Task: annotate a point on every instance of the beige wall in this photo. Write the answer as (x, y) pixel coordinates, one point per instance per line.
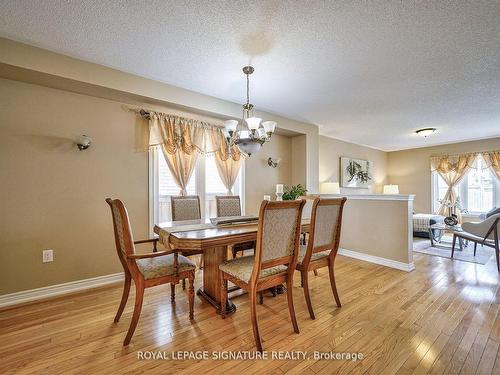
(24, 62)
(410, 169)
(330, 151)
(379, 228)
(53, 194)
(260, 178)
(299, 167)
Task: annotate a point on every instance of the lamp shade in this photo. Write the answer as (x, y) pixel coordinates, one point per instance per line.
(253, 123)
(391, 189)
(330, 188)
(230, 125)
(269, 126)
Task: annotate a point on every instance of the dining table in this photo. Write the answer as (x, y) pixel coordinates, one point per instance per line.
(213, 241)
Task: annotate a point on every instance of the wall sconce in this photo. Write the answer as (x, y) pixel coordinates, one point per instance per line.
(84, 142)
(273, 162)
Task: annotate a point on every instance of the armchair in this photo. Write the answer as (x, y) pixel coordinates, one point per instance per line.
(146, 270)
(485, 233)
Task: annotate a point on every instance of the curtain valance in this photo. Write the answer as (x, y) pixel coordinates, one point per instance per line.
(492, 161)
(174, 133)
(182, 140)
(447, 163)
(452, 163)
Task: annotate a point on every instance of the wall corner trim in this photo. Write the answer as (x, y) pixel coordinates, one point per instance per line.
(58, 290)
(407, 267)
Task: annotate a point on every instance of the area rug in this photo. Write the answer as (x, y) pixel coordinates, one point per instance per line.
(483, 254)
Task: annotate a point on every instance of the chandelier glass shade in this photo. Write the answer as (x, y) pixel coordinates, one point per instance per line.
(252, 132)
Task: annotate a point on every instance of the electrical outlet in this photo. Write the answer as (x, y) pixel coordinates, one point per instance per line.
(47, 255)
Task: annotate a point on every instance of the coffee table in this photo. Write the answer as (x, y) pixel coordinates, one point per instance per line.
(437, 241)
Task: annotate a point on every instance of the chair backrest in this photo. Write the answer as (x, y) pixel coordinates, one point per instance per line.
(124, 240)
(493, 219)
(228, 205)
(278, 235)
(326, 223)
(185, 208)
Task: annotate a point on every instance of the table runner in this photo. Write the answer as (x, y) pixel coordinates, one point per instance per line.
(165, 232)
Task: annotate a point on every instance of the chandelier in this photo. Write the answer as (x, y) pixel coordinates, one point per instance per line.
(249, 136)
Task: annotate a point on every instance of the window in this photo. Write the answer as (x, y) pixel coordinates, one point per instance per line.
(479, 191)
(205, 182)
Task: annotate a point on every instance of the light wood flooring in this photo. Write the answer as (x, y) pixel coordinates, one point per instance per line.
(441, 318)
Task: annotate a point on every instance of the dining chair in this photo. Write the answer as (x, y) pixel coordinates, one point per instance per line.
(485, 233)
(185, 208)
(230, 205)
(322, 245)
(147, 270)
(276, 252)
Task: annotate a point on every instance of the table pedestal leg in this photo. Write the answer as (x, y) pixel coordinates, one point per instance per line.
(210, 291)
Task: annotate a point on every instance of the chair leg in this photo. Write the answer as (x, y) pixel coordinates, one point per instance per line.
(333, 285)
(123, 303)
(253, 313)
(191, 295)
(291, 309)
(223, 296)
(172, 292)
(139, 294)
(307, 295)
(497, 250)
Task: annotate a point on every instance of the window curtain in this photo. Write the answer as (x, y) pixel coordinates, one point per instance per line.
(179, 140)
(182, 140)
(452, 169)
(228, 162)
(492, 160)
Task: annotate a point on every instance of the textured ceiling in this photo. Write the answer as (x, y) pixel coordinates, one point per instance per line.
(366, 72)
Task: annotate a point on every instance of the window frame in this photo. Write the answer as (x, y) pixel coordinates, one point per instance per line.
(153, 180)
(462, 193)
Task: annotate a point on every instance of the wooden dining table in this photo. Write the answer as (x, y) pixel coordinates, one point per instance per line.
(213, 242)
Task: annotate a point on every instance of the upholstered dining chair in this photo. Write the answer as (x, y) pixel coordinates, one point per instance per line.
(147, 270)
(230, 205)
(276, 252)
(323, 244)
(485, 233)
(185, 208)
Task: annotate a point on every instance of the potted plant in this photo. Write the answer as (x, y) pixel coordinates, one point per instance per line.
(293, 192)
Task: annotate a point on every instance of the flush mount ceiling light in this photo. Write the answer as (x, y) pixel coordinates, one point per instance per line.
(248, 136)
(425, 132)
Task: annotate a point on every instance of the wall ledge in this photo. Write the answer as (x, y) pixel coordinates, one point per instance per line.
(407, 267)
(58, 290)
(379, 197)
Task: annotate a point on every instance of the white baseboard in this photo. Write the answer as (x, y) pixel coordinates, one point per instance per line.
(80, 285)
(59, 289)
(408, 267)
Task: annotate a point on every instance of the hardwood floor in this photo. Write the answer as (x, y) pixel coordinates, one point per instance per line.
(441, 318)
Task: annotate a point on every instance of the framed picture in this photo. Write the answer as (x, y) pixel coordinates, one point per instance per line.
(355, 173)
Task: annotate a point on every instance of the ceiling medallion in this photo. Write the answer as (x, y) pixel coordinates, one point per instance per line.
(248, 136)
(425, 132)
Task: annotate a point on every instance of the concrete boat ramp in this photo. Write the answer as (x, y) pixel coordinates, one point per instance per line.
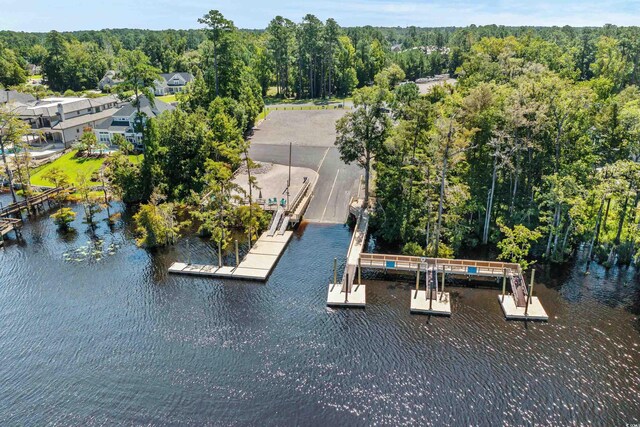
(256, 265)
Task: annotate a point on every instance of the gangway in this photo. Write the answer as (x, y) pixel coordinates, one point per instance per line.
(275, 222)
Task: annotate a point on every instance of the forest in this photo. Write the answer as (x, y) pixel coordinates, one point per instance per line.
(536, 145)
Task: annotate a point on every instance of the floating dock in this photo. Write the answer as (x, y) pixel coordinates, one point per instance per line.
(520, 304)
(439, 304)
(256, 265)
(534, 311)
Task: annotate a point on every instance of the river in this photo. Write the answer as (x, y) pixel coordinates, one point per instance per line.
(94, 331)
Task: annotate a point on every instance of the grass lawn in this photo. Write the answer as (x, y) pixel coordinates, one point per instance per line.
(72, 165)
(167, 98)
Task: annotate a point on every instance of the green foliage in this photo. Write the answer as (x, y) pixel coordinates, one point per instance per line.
(156, 224)
(63, 217)
(516, 244)
(390, 77)
(71, 64)
(362, 132)
(87, 144)
(412, 249)
(11, 67)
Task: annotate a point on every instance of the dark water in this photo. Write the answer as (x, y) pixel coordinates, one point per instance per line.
(99, 334)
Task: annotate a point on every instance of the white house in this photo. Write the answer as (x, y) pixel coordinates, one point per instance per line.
(171, 83)
(63, 119)
(123, 121)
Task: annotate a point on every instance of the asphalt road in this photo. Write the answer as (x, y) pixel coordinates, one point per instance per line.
(313, 134)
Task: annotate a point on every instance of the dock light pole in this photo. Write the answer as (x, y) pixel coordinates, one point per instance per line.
(431, 291)
(289, 179)
(346, 293)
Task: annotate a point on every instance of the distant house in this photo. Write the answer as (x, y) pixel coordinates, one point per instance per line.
(123, 121)
(109, 81)
(171, 83)
(62, 119)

Work instructions.
Reproduce all of the data exactly; the pictures do not belong in the copy.

Result of the exercise.
Task: annotate a point on every instance of the beige wall in this photo. Write the answer as (x, y) pixel coordinates, one point per instance per line.
(24, 62)
(410, 169)
(330, 151)
(379, 228)
(53, 194)
(260, 178)
(299, 167)
Task: annotate a point on every instance of the lamp shade in this photo. Write the answer as (x, y) pixel coordinates, one point per instance per line.
(253, 123)
(391, 189)
(330, 188)
(230, 125)
(269, 126)
Task: annotate a point on every instance of the dining table in this photo. Write the answer as (x, y) pixel coordinates, one point per instance per line.
(213, 241)
Task: annotate a point on every instance of the wall sconce in this photo. Write the answer as (x, y) pixel coordinates, one point per instance per line.
(84, 142)
(273, 162)
Task: annotate a point on every instance of the armchair in this photo. Write the answer as (x, y) pixel coordinates, one point per instance per line.
(146, 270)
(485, 233)
Task: annotate a point on every instance of the curtain valance in this photo. Write the answer as (x, y) pixel coordinates, one point per instance per line.
(492, 161)
(174, 133)
(182, 140)
(447, 163)
(452, 163)
Task: annotate a point on every instance of the wall corner trim in this photo. Write the answer as (x, y) pixel coordinates, one point per instance per line.
(58, 290)
(407, 267)
Task: annotate a point on every instance of the area rug in this photo. Write the answer as (x, y) pixel coordinates, one point per instance per line.
(483, 254)
Task: annotate a point on every instance of the chandelier glass shade in this photo. Write the answer as (x, y) pixel coordinates, one point per instance per line.
(252, 132)
Task: annotate a point on every instance of the electrical outlet in this photo. Write the answer as (x, y) pixel coordinates, one point per instance per line.
(47, 255)
Task: annotate a point on every instance of the coffee table in this photo. Write the answer as (x, y) pixel coordinates, one point per instance per line.
(437, 241)
Task: annotate a point on every instance of the chair backrest in this photo. Write the answer as (x, y) pixel coordinates, one point per instance per line.
(124, 240)
(493, 219)
(228, 205)
(278, 235)
(326, 223)
(185, 208)
Task: annotate a point on every instance of the table runner in this photo. Write the answer as (x, y) pixel coordinates, one point per instance per line.
(165, 232)
Task: annotate a point on every instance of the chandelier in this photo. Write the answer as (x, y) pixel coordinates, one point per instance per line.
(249, 136)
Task: annotate a point on every instance of the window in this photo. Write the answer as (x, y) pixel coordinates, one point per instance per line.
(479, 191)
(205, 182)
Task: annotate a point on every instance of the light wood flooring in this photo. Write the answer as (x, y) pixel coordinates, one point per instance per line.
(441, 318)
Task: annotate a point on every instance of the dining chair in this photo. Write the answer as (x, y) pixel coordinates, one point per instance per line.
(485, 233)
(185, 208)
(230, 205)
(322, 245)
(147, 270)
(276, 252)
Task: annotate a point on every instance of the table pedestal leg in this photo. Write the answer as (x, y) pixel coordinates, one point per instance per line.
(210, 291)
Task: annotate a point on every instance of the chair leg in this photo. Write the answer as (x, y) pixel coordinates, one point per instance per line.
(333, 285)
(123, 303)
(253, 313)
(191, 295)
(291, 309)
(223, 296)
(172, 292)
(139, 294)
(307, 295)
(497, 250)
Task: annotate a point on every instance of the window curtain in this photo. Write the answer as (x, y) pixel coordinates, one point per instance per line.
(179, 140)
(182, 140)
(452, 169)
(228, 162)
(492, 160)
Task: annotate a point on every instance of the textured ceiling in this photo. Write the answer as (x, y) pixel coordinates, one point per instance per line.
(366, 72)
Task: annotate a point on every instance of the window frame in this photo. Write the answer as (x, y) pixel coordinates, one point per instance per line.
(153, 180)
(462, 193)
Task: annotate a point on every instance of the wooden dining table in this photo. Write the answer as (x, y) pixel coordinates, one point per instance per line.
(213, 242)
Task: annotate a point on every instance of the upholstered dining chair in this photo. Write the answer as (x, y) pixel coordinates, one point per instance per line.
(147, 270)
(230, 205)
(276, 252)
(323, 244)
(485, 233)
(185, 208)
Task: annotate a point on every instance of the potted plant in this photo. Write the answer as (x, y) pixel coordinates, one point per instance per line.
(293, 192)
Task: annotate a point on every instance of the flush mount ceiling light in this photo. Write the answer as (x, y) pixel coordinates, one point per instance per line.
(248, 136)
(425, 132)
Task: annotate a point on every instance of the wall ledge in this photo. Write the answer as (x, y) pixel coordinates, one point per instance per line.
(407, 267)
(58, 290)
(379, 197)
Task: annotate a point on every instance of the white baseboard in this photo. Write the answer as (x, y) pixel coordinates, one point per instance per line.
(80, 285)
(59, 289)
(408, 267)
Task: annotate a point on every instance of the hardwood floor in this photo. Write the answer as (x, y) pixel coordinates, one point per instance per line.
(441, 318)
Task: annotate a point on every instance of the framed picture in this photo. Write the answer as (x, y) pixel coordinates, one point per instance per line.
(355, 173)
Task: annotate a point on every instance of the ceiling medallion in this photo. Write the answer as (x, y) pixel coordinates, one point per instance per line.
(248, 136)
(425, 132)
Task: annotate a point on every instance of the concrete boat ramp in this photo. Write the answer as (x, y) pixel coordinates, one point per instance per line.
(256, 265)
Task: annotate a point on every instance of the gangway in this photo. Write the answer as (x, y) pixel coordinates, one point per instance per line.
(275, 222)
Task: annotate a point on every instance of the forest in this photo. Write the answer as (x, y) pixel coordinates, one point per instance per line.
(536, 145)
Task: annotate a point on every instance of the floating dock in this photo. Write the answer as (x, y) pixel coordinates, one point per instance per line.
(520, 304)
(439, 304)
(256, 265)
(534, 311)
Task: annotate a point on every instance of the river in this photo. Write the answer as (x, y) pixel coordinates, one point per instance per line.
(94, 331)
Task: annotate a point on every instance of the grass lawn in this photo. Write the answer as (x, y) pixel coordinates, one point per instance per line.
(72, 165)
(167, 98)
Task: annotate a point on every instance of the green foliage in this photo. Write the answer as (x, y) pixel coordinates, one point per instance per line.
(156, 224)
(63, 217)
(516, 244)
(390, 77)
(71, 64)
(362, 132)
(87, 144)
(412, 249)
(11, 67)
Task: annotate a point on every instance of the dark water in this photo. Write the answer as (x, y) pixel coordinates, one point per instance per line.
(99, 334)
Task: annotate a point on every instance of the white house in this photo. Write the answer as (x, y) pixel coordinates, one point per instance per line.
(171, 83)
(63, 119)
(123, 121)
Task: annotate a point on every instance of the asphalt road in this photo. Write the answer as (x, y) pixel coordinates, one point per instance per line.
(313, 134)
Task: annotate a point on every instance of the dock light pole in this photo. Write the answer as (x, y) pixel coordinates, one point per instance per line.
(431, 291)
(289, 179)
(346, 293)
Task: annotate a point on every instance of the distant house in this photo. Write the answer as (x, y) pixel coordinates, one point per instance per line.
(123, 121)
(109, 81)
(171, 83)
(62, 119)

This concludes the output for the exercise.